Compartment-specific archaeal responses to alpine wetland grasslandification reveal distinct taxonomic, functional, and network reorganization across soil-root interfacial continua.

Introduction: Alpine wetland ecosystems on the Qinghai-Tibetan Plateau are critical carbon sinks experiencing grasslandification due to anthropogenic activities and climate change. While microbial dynamics underpin ecosystem processes, archaeal community dynamics across soil-root compartments remain poorly understood.

Objectives: This study aimed to elucidate how archaeal diversity, community structure, assembly mechanisms, and functional potential respond to grasslandification across soil depths (0-10 cm and 10-20 cm) and root compartments associated with three dominant plant species along a gradient from alpine wetland meadow to degraded meadow on the QTP.

Methods: We estimated archaeal diversity and assembly at soil-root interfaces using 16S rRNA high-throughput sequencing, ecological modeling (βNTI, co-occurrence networks), functional inference (PICRUSt2/FAPROTAX), and structure equation modeling (SEM) to estimate drivers.

◆ MATERIAL PROVIDED ◆

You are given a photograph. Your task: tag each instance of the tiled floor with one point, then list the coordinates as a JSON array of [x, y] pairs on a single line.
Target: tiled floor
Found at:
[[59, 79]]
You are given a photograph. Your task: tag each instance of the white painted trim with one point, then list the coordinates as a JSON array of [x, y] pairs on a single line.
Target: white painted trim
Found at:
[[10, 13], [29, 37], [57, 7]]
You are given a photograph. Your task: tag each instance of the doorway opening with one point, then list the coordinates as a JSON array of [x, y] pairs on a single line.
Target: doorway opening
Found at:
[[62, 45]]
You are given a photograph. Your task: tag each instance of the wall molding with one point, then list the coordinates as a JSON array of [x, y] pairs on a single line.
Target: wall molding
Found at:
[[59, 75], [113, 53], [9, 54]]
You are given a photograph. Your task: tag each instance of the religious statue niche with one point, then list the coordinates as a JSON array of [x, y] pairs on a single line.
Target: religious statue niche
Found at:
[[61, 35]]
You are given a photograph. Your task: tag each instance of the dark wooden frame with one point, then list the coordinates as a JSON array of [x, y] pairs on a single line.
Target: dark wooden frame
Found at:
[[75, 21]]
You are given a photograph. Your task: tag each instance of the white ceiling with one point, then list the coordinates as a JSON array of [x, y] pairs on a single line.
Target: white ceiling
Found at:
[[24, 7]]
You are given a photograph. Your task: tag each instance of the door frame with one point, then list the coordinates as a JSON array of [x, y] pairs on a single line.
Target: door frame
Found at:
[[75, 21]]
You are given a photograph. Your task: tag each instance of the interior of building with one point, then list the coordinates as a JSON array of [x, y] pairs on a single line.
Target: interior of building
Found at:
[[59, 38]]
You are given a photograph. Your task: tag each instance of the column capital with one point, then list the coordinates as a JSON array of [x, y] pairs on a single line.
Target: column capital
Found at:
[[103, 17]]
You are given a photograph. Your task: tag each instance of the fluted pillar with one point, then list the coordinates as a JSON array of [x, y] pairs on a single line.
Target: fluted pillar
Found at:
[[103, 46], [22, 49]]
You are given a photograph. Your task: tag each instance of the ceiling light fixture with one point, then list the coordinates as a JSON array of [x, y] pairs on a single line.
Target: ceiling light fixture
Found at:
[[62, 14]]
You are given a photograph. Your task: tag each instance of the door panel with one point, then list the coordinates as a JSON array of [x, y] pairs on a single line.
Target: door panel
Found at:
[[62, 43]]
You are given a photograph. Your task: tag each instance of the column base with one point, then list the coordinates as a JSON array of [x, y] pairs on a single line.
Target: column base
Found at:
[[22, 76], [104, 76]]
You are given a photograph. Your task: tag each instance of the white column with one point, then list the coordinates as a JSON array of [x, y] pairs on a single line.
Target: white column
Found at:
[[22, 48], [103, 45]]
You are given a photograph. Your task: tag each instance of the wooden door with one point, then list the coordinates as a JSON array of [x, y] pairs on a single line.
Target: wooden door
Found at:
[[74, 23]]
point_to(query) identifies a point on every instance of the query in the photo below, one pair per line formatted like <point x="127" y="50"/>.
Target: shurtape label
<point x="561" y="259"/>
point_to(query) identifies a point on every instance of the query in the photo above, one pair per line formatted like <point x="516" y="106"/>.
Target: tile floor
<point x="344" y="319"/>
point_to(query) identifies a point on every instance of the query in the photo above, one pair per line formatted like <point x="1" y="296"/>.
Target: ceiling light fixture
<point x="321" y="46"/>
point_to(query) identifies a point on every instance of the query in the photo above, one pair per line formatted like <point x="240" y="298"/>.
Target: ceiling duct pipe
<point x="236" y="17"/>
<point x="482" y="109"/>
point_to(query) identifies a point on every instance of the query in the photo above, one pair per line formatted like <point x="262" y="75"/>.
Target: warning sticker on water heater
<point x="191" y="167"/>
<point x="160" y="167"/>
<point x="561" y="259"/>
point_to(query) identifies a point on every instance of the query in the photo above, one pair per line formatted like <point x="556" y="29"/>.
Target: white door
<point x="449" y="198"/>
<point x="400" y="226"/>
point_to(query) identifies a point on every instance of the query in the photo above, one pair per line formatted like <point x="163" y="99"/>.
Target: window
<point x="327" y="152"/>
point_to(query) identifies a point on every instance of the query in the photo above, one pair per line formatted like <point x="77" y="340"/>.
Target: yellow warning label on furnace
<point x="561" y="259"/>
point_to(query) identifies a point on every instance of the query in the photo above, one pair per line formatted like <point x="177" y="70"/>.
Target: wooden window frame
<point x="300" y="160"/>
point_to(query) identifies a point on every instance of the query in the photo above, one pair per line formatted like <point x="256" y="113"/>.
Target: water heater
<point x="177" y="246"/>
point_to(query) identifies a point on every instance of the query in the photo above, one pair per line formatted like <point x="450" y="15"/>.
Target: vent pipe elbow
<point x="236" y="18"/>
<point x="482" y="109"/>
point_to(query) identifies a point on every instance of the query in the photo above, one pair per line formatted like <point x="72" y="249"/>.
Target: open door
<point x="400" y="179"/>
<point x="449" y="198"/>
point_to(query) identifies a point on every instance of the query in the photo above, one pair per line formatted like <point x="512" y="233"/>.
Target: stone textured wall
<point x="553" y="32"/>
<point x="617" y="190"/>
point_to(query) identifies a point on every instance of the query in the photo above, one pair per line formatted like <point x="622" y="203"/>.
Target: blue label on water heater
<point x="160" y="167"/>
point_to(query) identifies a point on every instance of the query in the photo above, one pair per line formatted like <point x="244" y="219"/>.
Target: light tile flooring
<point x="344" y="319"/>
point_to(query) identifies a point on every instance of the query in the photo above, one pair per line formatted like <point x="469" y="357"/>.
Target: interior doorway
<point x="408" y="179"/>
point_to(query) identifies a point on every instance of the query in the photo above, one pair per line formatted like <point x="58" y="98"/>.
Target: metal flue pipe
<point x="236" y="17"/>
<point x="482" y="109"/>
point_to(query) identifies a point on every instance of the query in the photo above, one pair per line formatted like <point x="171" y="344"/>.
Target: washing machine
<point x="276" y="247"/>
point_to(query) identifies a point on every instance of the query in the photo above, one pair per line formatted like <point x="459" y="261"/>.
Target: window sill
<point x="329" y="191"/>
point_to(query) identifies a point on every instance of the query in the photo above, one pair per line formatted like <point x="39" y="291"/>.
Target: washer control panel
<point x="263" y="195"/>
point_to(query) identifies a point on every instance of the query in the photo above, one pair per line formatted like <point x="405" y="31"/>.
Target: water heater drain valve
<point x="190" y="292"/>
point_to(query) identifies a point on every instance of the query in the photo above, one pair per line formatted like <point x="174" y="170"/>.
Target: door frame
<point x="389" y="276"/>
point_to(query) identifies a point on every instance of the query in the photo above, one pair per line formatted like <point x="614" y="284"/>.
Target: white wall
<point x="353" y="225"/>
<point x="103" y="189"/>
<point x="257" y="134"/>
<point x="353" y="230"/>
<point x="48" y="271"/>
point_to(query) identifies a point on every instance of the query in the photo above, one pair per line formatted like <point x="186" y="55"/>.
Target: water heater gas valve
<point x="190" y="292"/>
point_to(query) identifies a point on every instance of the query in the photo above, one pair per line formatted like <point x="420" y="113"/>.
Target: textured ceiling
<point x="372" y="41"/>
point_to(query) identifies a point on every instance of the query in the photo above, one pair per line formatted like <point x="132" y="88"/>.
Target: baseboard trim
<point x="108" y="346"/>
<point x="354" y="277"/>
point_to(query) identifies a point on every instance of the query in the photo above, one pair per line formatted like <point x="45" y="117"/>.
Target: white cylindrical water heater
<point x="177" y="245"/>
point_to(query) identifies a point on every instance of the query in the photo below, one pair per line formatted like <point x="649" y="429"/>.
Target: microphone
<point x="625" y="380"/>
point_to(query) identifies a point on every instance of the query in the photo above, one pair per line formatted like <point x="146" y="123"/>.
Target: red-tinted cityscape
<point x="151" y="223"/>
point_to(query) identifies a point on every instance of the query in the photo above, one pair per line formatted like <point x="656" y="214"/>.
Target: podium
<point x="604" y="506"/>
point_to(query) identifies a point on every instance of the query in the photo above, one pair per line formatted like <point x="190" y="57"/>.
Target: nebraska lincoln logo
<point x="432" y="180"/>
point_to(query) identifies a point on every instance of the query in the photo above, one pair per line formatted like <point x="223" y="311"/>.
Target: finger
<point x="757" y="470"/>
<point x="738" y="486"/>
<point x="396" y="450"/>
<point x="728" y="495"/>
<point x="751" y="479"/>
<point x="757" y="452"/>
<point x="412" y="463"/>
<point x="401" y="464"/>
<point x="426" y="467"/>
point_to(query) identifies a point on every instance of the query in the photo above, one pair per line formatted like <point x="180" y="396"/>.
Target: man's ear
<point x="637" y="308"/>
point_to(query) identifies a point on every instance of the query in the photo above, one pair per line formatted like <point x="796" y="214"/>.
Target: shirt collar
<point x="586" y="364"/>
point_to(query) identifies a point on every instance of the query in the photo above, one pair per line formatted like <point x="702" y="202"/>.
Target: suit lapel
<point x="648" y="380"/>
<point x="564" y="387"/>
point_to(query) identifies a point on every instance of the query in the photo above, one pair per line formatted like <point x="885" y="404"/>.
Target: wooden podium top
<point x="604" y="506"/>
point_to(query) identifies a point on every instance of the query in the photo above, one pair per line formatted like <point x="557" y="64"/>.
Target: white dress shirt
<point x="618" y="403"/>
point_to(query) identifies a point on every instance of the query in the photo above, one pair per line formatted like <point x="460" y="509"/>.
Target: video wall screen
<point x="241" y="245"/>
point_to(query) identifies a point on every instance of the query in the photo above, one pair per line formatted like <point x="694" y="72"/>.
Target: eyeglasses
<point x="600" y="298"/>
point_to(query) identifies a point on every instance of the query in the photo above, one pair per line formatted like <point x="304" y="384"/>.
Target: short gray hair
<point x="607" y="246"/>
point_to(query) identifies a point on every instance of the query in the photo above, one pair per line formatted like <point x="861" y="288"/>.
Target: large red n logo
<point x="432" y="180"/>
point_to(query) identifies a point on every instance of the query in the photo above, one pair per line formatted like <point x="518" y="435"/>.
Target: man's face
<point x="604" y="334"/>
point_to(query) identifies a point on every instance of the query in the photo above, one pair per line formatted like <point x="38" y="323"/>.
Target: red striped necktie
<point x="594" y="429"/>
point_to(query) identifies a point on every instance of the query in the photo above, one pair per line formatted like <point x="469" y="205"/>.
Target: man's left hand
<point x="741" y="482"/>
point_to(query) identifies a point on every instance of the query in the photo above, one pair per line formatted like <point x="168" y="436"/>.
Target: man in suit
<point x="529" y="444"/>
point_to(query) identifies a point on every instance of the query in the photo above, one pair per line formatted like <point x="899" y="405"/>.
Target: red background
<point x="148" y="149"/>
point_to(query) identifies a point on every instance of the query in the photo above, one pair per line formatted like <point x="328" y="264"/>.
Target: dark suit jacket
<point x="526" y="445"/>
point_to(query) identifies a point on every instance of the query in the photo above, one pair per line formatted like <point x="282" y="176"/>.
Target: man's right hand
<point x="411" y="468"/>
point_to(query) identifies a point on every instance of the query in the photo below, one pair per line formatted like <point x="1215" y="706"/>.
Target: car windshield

◆ THE TASK ◆
Say whether each statement agrees with the text on archaeal responses to alpine wetland grasslandification. For each, answer yes or no and quote the words from that text that decide it.
1. The study covered two soil depths, 0-10 cm and 10-20 cm.
2. The root compartments studied were associated with five dominant plant species.
3. Archaeal community dynamics across soil-root compartments are described as well understood.

◆ EXPECTED OUTPUT ◆
1. Yes: "across soil depths (0-10 cm and 10-20 cm)"
2. No: "associated with three dominant plant species"
3. No: "archaeal community dynamics across soil-root compartments remain poorly understood"